PROBLEM DESCRIPTION:
Can you reproduce every item below word for word, with no changes?

PROVIDED ENTRIES:
----

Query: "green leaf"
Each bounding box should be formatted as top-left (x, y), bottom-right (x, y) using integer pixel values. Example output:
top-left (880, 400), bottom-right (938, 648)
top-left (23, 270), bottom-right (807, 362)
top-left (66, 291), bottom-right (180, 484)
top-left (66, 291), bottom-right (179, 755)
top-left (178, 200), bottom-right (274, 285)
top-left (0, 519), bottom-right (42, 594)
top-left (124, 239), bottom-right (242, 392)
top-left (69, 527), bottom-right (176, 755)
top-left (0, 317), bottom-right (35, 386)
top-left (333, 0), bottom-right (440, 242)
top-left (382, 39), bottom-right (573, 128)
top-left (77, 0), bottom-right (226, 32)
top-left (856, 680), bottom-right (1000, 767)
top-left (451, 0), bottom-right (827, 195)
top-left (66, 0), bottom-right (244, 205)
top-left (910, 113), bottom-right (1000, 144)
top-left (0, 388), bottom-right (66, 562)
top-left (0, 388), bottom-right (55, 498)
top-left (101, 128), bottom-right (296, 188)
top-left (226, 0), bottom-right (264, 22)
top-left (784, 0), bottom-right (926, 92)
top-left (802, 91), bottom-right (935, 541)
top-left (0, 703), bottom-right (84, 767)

----

ANSWER TO THIS PROBLEM:
Query: "green leaf"
Each bounding box should be formatted as top-left (x, y), bottom-right (x, y) using integer pixel values. Example output:
top-left (880, 400), bottom-right (938, 648)
top-left (23, 270), bottom-right (807, 362)
top-left (66, 291), bottom-right (180, 484)
top-left (66, 291), bottom-right (179, 755)
top-left (178, 200), bottom-right (274, 285)
top-left (0, 519), bottom-right (42, 594)
top-left (124, 239), bottom-right (242, 392)
top-left (69, 527), bottom-right (176, 755)
top-left (0, 317), bottom-right (35, 386)
top-left (333, 0), bottom-right (440, 242)
top-left (382, 39), bottom-right (573, 128)
top-left (77, 0), bottom-right (226, 32)
top-left (856, 680), bottom-right (1000, 767)
top-left (451, 0), bottom-right (827, 195)
top-left (66, 0), bottom-right (244, 205)
top-left (910, 113), bottom-right (1000, 144)
top-left (0, 388), bottom-right (66, 562)
top-left (0, 388), bottom-right (55, 498)
top-left (101, 128), bottom-right (296, 188)
top-left (226, 0), bottom-right (264, 22)
top-left (784, 0), bottom-right (926, 92)
top-left (802, 91), bottom-right (935, 541)
top-left (0, 703), bottom-right (84, 767)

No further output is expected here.